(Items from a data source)
****

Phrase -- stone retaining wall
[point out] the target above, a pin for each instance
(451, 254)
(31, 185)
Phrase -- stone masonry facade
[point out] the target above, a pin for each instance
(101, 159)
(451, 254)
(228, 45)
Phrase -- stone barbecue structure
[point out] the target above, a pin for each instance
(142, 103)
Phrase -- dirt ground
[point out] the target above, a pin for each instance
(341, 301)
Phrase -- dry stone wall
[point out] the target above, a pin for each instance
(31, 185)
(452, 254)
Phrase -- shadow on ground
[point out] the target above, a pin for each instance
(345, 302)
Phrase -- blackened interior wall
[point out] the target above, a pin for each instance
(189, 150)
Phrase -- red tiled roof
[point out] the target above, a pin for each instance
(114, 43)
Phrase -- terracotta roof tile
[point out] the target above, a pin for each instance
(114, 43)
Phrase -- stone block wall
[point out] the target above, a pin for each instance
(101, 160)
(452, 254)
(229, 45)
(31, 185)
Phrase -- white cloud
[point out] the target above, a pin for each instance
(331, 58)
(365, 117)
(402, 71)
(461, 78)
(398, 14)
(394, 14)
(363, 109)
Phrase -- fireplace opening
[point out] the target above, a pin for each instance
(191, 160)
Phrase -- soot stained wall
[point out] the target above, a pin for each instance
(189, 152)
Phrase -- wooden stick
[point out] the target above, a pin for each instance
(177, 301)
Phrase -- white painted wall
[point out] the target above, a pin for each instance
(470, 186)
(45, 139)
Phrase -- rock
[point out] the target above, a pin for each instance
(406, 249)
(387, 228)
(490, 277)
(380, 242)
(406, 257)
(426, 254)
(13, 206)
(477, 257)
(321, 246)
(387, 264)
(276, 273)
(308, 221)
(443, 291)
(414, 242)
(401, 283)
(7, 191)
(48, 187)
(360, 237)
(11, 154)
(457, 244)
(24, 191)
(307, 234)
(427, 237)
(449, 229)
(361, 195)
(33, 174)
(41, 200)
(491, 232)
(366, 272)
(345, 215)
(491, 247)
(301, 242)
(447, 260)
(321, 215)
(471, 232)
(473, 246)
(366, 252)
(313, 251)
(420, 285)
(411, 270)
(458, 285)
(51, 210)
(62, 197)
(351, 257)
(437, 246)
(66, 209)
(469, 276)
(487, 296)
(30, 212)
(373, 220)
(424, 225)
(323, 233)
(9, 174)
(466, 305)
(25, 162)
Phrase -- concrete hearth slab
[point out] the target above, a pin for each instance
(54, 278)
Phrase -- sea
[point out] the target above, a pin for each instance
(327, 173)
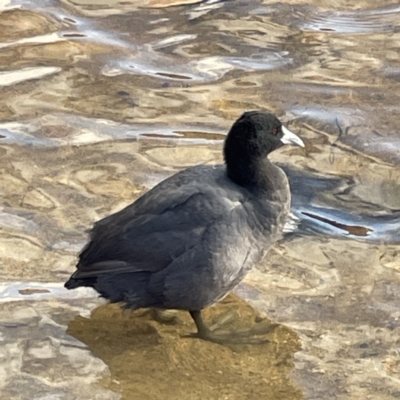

****

> **Your objective**
Filter the entries above down to the lines containing the word "ground".

> **Answer**
Phrase -- dirt ground
Phrase -- shadow on ground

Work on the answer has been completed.